Please output only the lines that run from the line containing "thin tree trunk" through the end of the material below, exactly.

══ EXTRACTED ENTRIES

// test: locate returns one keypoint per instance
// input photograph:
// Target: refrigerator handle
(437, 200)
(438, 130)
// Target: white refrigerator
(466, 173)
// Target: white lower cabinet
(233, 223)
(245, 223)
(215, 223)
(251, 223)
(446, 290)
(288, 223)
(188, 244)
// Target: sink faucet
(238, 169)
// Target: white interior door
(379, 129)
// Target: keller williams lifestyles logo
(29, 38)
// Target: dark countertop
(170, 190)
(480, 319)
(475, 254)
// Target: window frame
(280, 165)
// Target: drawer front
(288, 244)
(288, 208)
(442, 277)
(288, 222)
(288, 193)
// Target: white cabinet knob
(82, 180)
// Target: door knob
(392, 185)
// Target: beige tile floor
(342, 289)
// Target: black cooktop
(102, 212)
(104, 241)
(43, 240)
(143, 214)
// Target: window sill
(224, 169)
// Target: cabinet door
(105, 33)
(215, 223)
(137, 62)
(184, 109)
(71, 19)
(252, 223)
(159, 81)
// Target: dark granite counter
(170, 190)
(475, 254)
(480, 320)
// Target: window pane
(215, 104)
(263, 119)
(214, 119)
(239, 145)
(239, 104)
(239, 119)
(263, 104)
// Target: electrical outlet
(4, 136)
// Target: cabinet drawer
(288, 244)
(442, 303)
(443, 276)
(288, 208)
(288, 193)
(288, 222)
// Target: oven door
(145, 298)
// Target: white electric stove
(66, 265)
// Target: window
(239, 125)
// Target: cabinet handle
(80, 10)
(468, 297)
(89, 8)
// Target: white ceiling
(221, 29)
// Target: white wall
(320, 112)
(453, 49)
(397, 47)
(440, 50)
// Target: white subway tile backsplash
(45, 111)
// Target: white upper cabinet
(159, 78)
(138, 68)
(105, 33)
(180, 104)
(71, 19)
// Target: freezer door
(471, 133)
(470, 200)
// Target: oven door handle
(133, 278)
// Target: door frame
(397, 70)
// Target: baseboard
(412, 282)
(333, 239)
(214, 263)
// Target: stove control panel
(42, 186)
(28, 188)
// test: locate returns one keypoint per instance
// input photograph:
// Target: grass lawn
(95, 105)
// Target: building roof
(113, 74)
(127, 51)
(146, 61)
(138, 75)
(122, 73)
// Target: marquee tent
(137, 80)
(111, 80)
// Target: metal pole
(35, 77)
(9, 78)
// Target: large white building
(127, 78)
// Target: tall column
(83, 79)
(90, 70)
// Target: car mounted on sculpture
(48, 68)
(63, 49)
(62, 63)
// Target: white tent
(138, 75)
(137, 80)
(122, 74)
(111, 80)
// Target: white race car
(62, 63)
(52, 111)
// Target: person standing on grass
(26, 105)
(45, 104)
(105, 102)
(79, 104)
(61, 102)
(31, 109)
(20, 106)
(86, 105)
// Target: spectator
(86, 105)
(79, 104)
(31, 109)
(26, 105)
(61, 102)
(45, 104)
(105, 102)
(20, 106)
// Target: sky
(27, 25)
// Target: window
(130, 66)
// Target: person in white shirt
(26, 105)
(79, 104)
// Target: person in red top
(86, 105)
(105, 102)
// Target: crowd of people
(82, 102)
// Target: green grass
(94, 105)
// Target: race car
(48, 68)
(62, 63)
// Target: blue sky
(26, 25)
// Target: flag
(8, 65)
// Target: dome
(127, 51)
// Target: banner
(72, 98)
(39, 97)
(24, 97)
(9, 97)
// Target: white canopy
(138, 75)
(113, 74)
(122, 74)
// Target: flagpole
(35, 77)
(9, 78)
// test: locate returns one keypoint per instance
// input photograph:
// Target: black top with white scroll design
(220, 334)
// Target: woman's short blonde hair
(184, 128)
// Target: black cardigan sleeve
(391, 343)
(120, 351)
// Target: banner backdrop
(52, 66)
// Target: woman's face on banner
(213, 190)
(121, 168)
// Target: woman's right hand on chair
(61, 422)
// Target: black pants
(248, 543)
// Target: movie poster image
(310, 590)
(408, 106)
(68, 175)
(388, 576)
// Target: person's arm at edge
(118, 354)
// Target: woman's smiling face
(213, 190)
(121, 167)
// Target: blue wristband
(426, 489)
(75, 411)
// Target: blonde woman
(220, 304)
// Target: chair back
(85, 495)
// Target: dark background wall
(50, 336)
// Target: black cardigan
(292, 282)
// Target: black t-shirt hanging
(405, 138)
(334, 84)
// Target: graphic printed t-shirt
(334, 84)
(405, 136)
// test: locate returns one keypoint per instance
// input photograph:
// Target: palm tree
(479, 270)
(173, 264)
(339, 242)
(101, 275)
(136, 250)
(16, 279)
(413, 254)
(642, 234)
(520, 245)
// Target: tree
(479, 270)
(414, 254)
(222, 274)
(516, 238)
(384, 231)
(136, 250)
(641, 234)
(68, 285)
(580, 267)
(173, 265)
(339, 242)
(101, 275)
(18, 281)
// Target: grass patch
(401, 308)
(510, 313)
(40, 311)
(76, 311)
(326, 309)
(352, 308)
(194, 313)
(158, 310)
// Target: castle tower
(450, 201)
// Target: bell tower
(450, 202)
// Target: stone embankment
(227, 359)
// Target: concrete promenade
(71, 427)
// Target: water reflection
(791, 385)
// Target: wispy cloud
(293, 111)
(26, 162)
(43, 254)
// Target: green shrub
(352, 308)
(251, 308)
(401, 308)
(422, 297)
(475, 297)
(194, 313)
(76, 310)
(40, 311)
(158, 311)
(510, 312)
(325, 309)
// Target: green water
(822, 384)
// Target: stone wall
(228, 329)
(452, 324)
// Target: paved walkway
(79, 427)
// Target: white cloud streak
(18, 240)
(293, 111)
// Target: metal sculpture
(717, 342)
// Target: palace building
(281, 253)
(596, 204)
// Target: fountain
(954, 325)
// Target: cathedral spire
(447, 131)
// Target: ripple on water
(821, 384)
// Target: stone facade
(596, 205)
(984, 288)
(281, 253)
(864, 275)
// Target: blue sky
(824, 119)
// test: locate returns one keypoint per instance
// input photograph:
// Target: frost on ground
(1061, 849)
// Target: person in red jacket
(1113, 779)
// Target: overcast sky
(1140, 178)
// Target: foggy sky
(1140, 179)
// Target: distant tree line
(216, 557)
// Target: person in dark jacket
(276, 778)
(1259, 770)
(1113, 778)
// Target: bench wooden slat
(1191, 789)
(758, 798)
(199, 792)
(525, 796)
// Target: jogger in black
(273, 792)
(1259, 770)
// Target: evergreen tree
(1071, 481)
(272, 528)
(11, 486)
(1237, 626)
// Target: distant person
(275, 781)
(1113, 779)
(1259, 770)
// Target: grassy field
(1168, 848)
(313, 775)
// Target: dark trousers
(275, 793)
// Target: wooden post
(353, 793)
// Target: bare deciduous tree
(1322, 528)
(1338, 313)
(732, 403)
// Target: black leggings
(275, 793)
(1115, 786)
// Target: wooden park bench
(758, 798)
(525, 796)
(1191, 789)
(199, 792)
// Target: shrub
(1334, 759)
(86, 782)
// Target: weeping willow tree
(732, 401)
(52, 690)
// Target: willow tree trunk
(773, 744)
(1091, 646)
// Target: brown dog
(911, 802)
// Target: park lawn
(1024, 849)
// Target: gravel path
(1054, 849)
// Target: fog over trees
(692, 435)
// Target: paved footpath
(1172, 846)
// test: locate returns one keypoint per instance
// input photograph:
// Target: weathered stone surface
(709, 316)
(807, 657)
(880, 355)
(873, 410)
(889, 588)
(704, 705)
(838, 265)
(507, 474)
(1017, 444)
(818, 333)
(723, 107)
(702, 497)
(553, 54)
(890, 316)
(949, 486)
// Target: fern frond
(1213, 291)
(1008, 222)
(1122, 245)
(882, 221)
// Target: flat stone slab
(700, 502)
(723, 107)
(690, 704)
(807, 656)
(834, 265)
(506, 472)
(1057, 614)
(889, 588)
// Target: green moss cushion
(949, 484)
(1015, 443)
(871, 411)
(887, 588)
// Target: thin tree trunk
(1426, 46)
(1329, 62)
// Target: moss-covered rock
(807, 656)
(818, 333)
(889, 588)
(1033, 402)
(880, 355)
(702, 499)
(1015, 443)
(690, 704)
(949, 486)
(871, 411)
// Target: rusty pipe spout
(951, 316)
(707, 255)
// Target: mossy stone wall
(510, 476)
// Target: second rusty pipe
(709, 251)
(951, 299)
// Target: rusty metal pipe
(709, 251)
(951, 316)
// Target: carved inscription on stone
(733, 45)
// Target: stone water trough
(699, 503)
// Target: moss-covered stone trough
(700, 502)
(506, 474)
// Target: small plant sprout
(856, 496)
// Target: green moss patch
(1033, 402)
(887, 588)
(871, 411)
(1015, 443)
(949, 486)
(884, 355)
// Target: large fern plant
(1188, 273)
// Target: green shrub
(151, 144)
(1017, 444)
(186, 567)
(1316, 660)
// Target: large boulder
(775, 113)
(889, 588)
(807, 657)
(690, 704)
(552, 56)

════

COMPLETE OUTPUT
// Target: thin tree trunk
(1426, 46)
(1329, 62)
// Target: moss-covered rock
(807, 656)
(818, 333)
(889, 588)
(1033, 402)
(880, 355)
(702, 499)
(1015, 443)
(690, 704)
(949, 486)
(871, 411)
// Target: rusty pipe spout
(951, 316)
(707, 255)
// Target: mossy stone wall
(510, 476)
// Target: second rusty pipe
(709, 251)
(951, 299)
// Target: rusty metal pipe
(709, 251)
(951, 316)
// Target: carved inscription on stone
(733, 45)
// Target: stone water trough
(699, 503)
// Target: moss-covered stone trough
(700, 502)
(506, 474)
// Target: small plant sprout
(856, 496)
// Target: green moss patch
(1033, 402)
(887, 588)
(871, 411)
(1015, 443)
(949, 486)
(884, 355)
// Target: large fern plant
(1188, 273)
// Target: green shrub
(151, 144)
(1017, 444)
(186, 567)
(1316, 660)
// Target: large boulder
(775, 113)
(889, 588)
(807, 657)
(690, 704)
(552, 56)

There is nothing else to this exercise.